(Beginning of EXCERPTED PASSAGE)

A COUPLED BENTHIC-CIRCULATION MODEL FOR DERMO DISEASE IN THE EASTER OYSTER Crassostrea virginica  

The understanding of waterborne microparasitic disease transmission in bivalve filter feeders requires consideration of both biological and hydrodynamic processes. The dose of infective cells received by a filter feeder depends on the concentration of these particles in the water column, which is affected by the relative rates of supply and removal due to decay, advection and diffusion as well as production and removal of particles through filtration by benthic organisms. Here, we combine a circulation model, the Regional Ocean Modeling System (ROMS), with a benthic organism Dermo-disease model for eastern oyster Crassostrea virginica, parameterized using experimental results and literature data, to determine the relative contribution of the hydrodynamic and biological processes to disease transmission.

We simulate disease transmission in idealized simplified estuaries to examine how estuarine circulation moves and/or retains infectious particles. Different freshwater/river inflow scenarios are imposed to generate different estuarine circulations which will affect estuarine residence time and thereby, the development or reduction of disease prevalence. Each case includes an oyster metapopulation distributed among reefs oriented along the axis of the estuary. The simulations are evaluated using the concentration of infectious particles in the water column along the estuary and intercepting benthic populations. We also track evolution in time of particles, and susceptible, infected, and dead infected individuals in each population.

The model, by reproducing the hydrodynamics and disease dynamics, permitted simulation of the spatial-temporal evolution of disease spread over the reefs and the rate of development of disease in populations that are remote from initially infected populations, thereby providing estimates of the transfer of disease between populations and the mechanisms that foster transmission. The model detects the effect of flow particle availability, low oyster density, reef size, and relative location of reefs on disease transmission and spread.

(End of EXCERPTED PASSAGE)
(Beginning of SOURCE INFORMATION)

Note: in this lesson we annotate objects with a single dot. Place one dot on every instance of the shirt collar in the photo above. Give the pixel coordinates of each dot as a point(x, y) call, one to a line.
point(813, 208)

(End of SOURCE INFORMATION)
(Beginning of SOURCE INFORMATION)

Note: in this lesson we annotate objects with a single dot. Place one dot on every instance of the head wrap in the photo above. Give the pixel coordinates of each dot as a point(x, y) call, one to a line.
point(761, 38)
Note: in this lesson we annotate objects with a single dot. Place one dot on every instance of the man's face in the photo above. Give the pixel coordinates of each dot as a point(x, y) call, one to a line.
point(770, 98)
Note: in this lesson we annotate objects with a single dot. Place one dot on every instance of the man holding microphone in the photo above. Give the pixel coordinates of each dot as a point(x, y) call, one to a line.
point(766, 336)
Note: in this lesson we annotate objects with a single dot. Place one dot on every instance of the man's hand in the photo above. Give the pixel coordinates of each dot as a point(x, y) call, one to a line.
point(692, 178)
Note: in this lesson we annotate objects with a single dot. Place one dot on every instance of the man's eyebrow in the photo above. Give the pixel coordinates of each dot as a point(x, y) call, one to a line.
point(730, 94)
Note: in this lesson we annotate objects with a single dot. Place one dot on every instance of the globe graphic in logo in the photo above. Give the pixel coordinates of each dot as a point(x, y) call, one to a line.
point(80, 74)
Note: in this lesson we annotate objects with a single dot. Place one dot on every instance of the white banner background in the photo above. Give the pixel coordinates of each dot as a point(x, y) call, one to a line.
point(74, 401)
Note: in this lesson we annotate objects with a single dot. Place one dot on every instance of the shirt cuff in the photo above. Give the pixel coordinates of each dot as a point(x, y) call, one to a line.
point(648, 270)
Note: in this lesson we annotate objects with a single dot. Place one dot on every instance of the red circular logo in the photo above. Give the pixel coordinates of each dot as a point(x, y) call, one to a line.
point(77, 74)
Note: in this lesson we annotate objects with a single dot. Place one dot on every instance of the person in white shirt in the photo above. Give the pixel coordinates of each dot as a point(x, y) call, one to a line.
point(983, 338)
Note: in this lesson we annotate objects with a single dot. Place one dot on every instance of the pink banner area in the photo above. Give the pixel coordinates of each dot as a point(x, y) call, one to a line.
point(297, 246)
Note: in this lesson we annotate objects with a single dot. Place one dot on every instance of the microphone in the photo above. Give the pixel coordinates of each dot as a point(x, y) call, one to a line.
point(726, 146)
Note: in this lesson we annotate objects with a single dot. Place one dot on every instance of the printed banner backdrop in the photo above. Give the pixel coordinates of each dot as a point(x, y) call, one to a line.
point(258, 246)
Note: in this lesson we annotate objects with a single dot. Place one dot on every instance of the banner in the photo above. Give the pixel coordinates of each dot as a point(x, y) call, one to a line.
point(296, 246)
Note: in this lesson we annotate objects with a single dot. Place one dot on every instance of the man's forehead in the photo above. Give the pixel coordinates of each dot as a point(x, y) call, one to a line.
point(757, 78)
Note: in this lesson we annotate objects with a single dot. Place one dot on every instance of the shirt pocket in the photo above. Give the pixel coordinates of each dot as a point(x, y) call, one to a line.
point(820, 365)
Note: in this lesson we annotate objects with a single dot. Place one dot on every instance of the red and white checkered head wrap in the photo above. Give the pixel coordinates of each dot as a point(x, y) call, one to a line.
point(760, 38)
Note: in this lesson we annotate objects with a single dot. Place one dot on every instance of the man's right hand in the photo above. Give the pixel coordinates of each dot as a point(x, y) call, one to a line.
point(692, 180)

(End of SOURCE INFORMATION)

WHAT THIS TASK INVOLVES: Using the oyster disease model abstract above, list everything whose evolution over time the simulations track.

EXERCISE SOLUTION:
- Particles
- Susceptible individuals
- Infected individuals
- Dead infected individuals